**GIVEN PROBLEM**
Return exactly the lines that run from the one containing "find | document in hand" to the end of the entries, with both ends included.

**SUPPLIED MATERIAL**
──────────
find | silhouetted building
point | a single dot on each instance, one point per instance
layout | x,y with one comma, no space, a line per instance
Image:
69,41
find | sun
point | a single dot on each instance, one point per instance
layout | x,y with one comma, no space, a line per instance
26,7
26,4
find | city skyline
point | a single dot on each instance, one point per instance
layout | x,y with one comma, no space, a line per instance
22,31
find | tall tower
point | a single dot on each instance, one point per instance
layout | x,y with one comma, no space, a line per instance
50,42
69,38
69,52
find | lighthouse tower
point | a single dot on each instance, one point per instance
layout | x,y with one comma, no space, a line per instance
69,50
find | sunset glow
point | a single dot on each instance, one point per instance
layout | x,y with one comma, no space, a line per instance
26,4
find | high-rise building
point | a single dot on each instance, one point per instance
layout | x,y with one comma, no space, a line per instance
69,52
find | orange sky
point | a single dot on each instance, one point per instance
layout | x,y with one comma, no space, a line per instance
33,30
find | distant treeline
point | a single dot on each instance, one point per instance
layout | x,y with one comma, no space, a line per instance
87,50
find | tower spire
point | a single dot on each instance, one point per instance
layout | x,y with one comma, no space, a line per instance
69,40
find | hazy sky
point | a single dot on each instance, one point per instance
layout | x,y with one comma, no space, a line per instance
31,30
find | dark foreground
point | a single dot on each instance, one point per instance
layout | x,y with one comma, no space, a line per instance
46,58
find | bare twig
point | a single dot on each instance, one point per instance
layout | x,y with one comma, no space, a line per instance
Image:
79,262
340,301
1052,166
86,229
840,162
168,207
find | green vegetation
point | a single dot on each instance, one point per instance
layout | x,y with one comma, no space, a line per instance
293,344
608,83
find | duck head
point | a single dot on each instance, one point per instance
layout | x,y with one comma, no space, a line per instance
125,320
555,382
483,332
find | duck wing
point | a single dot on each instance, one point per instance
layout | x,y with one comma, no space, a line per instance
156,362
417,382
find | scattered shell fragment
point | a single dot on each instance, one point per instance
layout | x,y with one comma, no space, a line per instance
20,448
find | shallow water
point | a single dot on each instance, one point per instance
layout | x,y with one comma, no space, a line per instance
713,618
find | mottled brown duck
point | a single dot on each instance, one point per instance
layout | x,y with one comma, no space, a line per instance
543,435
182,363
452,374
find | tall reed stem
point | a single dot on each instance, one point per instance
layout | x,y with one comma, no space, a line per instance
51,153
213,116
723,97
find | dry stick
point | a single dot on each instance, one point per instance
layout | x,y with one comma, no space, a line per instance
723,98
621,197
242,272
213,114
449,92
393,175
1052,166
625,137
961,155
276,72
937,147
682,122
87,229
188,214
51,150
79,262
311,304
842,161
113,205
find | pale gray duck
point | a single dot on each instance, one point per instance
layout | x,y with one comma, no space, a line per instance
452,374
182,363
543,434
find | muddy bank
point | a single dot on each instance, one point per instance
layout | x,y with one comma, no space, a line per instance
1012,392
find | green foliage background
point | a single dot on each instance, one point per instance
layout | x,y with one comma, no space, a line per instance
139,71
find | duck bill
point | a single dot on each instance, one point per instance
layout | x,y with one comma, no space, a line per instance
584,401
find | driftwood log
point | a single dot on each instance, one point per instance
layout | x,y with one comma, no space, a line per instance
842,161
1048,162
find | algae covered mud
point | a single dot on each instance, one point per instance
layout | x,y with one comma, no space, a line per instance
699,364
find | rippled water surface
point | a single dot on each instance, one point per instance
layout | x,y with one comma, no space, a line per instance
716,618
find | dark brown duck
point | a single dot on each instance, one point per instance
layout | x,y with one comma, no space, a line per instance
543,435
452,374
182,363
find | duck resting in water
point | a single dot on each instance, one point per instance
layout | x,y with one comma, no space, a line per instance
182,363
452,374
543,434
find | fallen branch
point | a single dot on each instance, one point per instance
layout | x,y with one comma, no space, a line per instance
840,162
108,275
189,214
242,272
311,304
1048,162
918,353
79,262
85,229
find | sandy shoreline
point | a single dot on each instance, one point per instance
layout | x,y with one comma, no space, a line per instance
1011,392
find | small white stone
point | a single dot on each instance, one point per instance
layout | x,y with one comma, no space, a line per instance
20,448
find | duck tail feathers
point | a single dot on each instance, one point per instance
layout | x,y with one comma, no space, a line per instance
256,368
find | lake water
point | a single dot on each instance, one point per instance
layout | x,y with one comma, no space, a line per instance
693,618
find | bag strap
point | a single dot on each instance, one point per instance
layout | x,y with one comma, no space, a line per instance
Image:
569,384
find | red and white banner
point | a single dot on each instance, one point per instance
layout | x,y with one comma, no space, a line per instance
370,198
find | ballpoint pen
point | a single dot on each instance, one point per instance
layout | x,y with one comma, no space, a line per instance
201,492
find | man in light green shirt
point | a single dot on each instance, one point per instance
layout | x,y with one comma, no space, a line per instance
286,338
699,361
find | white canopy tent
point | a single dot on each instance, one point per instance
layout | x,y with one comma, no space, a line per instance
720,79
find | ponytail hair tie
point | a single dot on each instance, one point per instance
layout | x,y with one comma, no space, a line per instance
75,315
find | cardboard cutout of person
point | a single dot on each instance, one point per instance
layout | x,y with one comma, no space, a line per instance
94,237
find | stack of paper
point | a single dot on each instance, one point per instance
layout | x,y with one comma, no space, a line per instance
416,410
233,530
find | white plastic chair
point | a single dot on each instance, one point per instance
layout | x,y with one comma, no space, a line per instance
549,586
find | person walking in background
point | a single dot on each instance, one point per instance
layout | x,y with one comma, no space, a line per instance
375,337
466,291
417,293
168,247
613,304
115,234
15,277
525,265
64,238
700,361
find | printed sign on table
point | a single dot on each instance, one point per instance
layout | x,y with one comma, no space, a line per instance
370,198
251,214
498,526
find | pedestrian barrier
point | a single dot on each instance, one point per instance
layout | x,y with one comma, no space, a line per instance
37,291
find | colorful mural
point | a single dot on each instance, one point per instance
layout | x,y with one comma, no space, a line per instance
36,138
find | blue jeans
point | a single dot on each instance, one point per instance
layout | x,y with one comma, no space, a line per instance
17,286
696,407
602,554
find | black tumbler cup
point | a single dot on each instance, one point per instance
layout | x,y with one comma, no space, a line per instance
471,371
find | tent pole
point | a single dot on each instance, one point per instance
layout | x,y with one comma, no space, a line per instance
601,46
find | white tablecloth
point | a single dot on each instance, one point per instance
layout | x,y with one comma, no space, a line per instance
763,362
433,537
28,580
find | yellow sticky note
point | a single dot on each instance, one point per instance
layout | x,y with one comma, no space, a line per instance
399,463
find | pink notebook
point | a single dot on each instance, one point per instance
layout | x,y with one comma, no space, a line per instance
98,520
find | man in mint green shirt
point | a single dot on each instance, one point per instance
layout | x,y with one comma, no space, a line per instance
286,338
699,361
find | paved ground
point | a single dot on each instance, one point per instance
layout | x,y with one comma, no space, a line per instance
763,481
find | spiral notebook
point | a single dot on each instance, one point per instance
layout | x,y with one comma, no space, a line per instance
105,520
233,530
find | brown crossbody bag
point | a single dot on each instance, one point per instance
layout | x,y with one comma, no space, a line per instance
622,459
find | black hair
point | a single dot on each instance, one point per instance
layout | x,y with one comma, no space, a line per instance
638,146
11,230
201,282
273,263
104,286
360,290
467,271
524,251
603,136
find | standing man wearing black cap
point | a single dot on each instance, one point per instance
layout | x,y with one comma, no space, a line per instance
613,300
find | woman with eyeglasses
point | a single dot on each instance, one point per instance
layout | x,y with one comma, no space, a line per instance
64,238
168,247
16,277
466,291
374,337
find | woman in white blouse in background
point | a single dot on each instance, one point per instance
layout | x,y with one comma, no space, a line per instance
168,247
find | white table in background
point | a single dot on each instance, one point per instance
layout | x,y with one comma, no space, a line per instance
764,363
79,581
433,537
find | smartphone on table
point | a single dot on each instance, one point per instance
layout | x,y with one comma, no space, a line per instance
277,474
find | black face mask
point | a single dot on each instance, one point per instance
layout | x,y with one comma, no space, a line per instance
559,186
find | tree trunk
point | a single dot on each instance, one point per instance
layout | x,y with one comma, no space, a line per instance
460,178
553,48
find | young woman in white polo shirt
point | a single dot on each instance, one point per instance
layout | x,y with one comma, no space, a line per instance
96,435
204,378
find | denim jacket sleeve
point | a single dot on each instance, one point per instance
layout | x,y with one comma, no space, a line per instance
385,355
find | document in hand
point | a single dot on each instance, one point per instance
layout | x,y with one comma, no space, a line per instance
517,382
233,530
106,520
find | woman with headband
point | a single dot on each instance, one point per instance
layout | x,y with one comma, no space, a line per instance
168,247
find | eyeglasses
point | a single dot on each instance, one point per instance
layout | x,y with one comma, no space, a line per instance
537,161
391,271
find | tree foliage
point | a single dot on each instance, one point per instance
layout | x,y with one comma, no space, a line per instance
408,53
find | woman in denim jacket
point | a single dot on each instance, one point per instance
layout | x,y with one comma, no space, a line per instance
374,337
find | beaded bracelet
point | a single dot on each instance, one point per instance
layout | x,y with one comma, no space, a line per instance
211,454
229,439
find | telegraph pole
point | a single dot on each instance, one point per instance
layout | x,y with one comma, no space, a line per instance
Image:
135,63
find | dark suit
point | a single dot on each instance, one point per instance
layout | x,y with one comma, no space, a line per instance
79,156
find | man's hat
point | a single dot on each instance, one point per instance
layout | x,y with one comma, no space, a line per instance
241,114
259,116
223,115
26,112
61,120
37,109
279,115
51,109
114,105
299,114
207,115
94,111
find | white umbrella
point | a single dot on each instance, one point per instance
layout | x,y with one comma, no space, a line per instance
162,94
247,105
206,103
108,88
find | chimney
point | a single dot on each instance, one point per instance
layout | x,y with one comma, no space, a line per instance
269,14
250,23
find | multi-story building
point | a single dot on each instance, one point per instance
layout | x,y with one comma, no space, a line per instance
──────────
**EXERCISE RESULT**
find | document in hand
point | a single dot on each instance, one point per instance
layout | x,y with one comma, no space, a line per instance
517,382
233,530
106,520
find | woman with headband
point | a single dot on each instance, one point per instance
layout | x,y with one comma, no space, a line per instance
168,247
find | eyeglasses
point | a single dot on each instance, one point per instance
layout | x,y with one comma, no space, a line per instance
537,161
391,271
find | tree foliage
point | a single dot on each instance, one point per instance
layout | x,y with one comma, no space, a line per instance
408,53
find | woman in denim jacket
point | a single dot on each instance, one point per instance
layout | x,y with one comma, no space, a line per instance
374,337
find | beaded bracelet
point | a single dot on each instance, one point per instance
layout | x,y with one comma, no space, a line per instance
211,454
229,439
find | telegraph pole
point | a single dot on each instance, one point per instance
layout | x,y with one comma, no space, a line per instance
Image:
135,63
find | dark suit
point | a single dot on each instance, one point per instance
layout | x,y with one comma, no space, a line per instance
79,156
find | man's hat
point | a single dot on each instance, one point per instance
layout | x,y with one comma, no space, a line per instance
241,114
259,116
223,115
26,112
61,120
37,109
279,115
51,109
114,105
299,114
207,115
94,111
find | white umbrella
point | a single dot on each instance, one point per instance
layout | x,y with one comma, no space, a line per instance
162,94
247,105
206,103
108,88
find | chimney
point | a single dot on each instance, one point per instance
layout | x,y with one comma, no space, a line per instance
269,14
250,23
find | multi-story building
point | a single dot on each instance, one point per instance
layout | x,y with one comma, no space, a line per instance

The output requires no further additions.